What the task asks: Every line in the listing below from the one with "Category: short grey hair" through the one with "Category: white t-shirt" is to be reproduced exactly, both ends included; leave out the rest.

Record extracts:
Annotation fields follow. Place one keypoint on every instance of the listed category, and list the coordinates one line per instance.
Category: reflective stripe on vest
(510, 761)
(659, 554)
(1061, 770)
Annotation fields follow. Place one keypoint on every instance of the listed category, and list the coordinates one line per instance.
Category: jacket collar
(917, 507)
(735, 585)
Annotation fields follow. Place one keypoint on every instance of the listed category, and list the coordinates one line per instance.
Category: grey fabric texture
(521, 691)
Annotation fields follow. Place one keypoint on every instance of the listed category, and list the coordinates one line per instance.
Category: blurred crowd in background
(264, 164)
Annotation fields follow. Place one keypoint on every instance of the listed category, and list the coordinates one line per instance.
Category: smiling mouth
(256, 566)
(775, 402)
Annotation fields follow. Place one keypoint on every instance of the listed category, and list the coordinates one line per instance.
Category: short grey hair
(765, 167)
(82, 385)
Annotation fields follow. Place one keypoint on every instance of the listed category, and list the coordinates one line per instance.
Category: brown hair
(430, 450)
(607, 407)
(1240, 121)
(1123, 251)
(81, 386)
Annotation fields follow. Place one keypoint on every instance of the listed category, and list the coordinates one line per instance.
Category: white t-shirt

--

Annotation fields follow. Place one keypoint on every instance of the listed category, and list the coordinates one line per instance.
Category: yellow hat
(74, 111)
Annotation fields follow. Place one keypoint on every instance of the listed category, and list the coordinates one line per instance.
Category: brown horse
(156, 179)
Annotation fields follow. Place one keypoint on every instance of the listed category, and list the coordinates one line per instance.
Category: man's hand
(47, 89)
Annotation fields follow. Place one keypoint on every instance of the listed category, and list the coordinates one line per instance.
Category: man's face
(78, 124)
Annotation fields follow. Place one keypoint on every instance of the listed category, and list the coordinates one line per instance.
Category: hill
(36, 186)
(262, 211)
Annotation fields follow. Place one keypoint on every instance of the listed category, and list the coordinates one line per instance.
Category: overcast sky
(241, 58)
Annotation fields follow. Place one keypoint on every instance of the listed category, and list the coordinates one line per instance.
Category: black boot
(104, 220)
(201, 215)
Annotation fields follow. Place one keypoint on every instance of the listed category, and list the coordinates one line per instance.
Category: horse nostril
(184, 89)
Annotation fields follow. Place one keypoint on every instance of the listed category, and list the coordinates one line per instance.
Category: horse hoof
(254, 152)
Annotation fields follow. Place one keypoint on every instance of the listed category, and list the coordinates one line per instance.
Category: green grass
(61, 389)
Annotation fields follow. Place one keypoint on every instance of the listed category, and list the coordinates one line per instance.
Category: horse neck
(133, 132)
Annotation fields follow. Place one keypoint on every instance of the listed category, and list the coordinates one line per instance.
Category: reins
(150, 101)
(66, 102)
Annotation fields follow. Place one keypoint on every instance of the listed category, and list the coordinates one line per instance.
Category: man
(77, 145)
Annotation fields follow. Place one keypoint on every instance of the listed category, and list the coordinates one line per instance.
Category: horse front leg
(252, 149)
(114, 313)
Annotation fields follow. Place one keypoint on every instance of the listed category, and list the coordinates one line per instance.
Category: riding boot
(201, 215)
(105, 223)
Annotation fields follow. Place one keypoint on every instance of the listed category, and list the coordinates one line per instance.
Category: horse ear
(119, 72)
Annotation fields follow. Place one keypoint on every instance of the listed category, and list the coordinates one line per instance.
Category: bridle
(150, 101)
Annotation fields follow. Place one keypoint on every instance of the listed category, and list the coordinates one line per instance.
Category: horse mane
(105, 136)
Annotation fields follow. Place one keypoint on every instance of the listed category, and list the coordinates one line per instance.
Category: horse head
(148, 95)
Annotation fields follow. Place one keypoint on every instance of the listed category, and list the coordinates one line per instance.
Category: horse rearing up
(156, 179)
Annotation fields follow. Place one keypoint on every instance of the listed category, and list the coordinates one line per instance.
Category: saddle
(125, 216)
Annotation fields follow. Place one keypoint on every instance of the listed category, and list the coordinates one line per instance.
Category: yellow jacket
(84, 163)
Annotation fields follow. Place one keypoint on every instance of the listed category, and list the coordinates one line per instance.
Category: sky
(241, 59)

Completed exercise:
Category: short grey hair
(765, 167)
(82, 385)
Annotation fields follow. Place one keypoint on every instance of the listed category, and list the coordinates one line per instance.
Category: brown hair
(430, 450)
(607, 407)
(1240, 121)
(1123, 251)
(81, 386)
Annotation fields follow. Place one keypoint on every instance of the listed category, and list the coordinates one line per instance.
Category: white t-shirt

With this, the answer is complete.